Vorliegender Text ▸
────────

Was tun in der akuten Krise? Man könnte sagen: Soll die Kirche sich jetzt doch selber helfen, hat sie sich doch über Jahrhunderte jede Einmischung von außen verboten! Soll sie allenfalls durch Verlust ihrer Klientel auf die Bedeutung einer beliebigen Sekte schrumpfen! Die Antwort befriedigt nicht. Zu stark ist die Kirche mit der Gesamtverfasstheit der Welt verwoben, zu wichtig sind ihre Aufgaben als letzter Hort von Menschlichkeit und Caritas in Krisenzeiten. Eine Implosion würde die lokale und globale Stabilität gefährden.

Die Aufgabe ist schwierig, denn die Kirche ist nicht nur hinter den gesellschaftlichen Idealen der Aufklärung zurückgeblieben, sondern auch hinter der politischen Entwicklung zur Demokratie. In Rom regiert einer allmächtig. Es ist ein bald 83-jähriger Mann. Bevor er Papst wurde, war er als Präfekt der Kongregation für die Glaubenslehre der Scharfmacher des Vatikans. Der deutsche Greis soll nun die sexuelle Revolution im Klerus vorantreiben? Schwer vorstellbar.

Kardinal Schönborn ist fast 20 Jahre jünger. Er hat sich im vergangenen Jahr in manchen Angelegenheiten diskussionsbereit, tolerant, wenn nicht sogar liberal gegeben. Nun stellt er den Zölibat zur Disposition: Zu den „Fragen nach den Ursachen“ des sexuellen Missbrauchs in der Kirche „gehört auch der Zölibat“. Kann sein, muss nicht sein. Die Frage darf diskutiert werden.

Ja, der Zölibat ist Unsinn. Das sagt so gut wie jeder österreichische Priester und so mancher Kirchenfürst hinter vorgehaltener Hand. Aber wäre es nicht zu kurz gegriffen, das tausendfache Verbrechen des Kindesmissbrauchs ausgerechnet in jener Kirche, die über Jahrhunderte die Moral gepachtet hatte, mit dem Zölibat zu entschuldigen und aufzuwiegen? Das wäre es.

────────

Aufgabe A ▸ Welches Amt hatte der Papst laut dem Text über die Kirchenkrise inne, bevor er Papst wurde?

(Dateneinträge)
────────

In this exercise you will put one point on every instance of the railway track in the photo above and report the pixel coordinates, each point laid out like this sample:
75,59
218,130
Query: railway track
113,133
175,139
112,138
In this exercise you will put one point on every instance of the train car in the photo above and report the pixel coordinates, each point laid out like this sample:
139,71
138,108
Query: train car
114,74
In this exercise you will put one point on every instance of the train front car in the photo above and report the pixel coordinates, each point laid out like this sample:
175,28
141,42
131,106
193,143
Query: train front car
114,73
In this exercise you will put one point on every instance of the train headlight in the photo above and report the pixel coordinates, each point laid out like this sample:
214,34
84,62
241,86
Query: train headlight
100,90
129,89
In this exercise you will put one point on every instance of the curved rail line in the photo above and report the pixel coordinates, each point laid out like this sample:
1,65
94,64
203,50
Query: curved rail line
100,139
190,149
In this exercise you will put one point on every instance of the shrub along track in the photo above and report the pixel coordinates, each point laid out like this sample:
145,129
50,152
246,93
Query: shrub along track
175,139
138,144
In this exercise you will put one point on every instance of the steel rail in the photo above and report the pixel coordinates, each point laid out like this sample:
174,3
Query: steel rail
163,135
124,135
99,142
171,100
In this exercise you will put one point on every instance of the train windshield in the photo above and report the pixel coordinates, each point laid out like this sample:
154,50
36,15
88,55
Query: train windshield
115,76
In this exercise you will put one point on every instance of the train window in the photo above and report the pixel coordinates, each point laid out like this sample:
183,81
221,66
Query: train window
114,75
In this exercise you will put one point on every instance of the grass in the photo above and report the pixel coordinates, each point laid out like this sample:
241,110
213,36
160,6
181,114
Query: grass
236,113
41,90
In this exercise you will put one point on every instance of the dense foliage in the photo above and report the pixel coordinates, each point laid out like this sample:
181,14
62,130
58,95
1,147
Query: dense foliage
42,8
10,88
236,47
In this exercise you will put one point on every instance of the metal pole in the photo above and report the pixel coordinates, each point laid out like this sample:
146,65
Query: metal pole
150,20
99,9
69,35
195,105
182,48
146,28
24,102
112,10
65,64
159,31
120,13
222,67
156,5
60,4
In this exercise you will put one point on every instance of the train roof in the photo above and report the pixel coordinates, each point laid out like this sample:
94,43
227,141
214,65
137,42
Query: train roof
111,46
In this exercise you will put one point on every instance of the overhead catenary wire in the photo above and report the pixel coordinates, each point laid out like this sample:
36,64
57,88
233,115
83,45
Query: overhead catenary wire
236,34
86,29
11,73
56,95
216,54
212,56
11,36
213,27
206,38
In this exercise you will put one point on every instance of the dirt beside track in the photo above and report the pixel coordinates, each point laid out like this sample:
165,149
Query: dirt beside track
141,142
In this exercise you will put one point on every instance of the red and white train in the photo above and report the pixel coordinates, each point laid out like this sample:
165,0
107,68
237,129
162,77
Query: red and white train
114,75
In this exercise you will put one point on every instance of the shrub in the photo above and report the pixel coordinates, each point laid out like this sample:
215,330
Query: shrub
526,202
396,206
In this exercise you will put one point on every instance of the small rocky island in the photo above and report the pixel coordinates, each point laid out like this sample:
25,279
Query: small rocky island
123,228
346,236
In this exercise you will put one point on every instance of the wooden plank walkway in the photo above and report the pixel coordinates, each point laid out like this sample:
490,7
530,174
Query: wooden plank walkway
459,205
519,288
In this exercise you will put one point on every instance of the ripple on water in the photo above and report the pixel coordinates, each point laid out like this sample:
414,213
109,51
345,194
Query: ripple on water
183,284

────────

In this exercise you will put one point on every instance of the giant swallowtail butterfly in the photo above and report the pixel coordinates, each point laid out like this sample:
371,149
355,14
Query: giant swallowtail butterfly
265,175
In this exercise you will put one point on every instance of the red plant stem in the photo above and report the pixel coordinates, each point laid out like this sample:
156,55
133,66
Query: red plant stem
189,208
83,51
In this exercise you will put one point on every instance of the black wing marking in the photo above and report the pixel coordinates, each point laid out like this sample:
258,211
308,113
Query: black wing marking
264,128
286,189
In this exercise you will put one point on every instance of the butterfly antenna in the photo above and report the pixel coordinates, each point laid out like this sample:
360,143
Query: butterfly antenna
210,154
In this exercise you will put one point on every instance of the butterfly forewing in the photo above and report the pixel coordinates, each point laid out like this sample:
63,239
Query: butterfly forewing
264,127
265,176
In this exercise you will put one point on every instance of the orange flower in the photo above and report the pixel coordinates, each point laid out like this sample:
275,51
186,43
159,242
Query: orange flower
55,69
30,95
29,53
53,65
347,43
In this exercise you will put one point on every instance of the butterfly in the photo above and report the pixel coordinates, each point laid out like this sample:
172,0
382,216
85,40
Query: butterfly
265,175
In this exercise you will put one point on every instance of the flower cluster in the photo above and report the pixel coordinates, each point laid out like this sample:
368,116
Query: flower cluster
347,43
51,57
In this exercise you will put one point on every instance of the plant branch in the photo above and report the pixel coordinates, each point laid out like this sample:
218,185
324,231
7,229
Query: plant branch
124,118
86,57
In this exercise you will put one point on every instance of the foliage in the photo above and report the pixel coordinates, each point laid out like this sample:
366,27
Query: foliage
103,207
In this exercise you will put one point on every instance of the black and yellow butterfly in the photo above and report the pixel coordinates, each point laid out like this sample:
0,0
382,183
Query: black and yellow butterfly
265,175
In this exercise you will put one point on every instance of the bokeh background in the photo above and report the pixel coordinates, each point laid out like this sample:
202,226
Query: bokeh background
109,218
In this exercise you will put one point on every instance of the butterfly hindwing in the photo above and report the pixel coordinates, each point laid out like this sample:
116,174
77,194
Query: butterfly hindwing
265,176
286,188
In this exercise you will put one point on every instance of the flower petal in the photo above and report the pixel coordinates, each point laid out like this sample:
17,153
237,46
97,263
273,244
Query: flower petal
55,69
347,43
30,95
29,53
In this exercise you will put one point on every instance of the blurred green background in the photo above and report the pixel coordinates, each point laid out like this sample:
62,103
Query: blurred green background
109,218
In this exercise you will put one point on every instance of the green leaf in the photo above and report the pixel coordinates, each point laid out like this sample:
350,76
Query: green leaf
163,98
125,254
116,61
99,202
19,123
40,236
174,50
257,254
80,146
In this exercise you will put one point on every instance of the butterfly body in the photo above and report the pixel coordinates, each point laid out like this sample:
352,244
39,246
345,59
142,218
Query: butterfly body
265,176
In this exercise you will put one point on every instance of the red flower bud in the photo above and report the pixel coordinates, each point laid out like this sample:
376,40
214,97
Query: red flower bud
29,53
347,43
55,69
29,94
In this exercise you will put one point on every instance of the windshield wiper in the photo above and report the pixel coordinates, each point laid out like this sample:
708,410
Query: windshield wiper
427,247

────────

Aufgabe B ▸ Extrahiere aus den Zeilen jede Zeile, in der das Wort "steel" vorkommt.

Antwort A ▸ Er war Präfekt der Kongregation für die Glaubenslehre.

Antwort B ▸
In this exercise you will put one point on every instance of the steel rail in the photo above and report the pixel coordinates, each point laid out like this sample:
Query: steel rail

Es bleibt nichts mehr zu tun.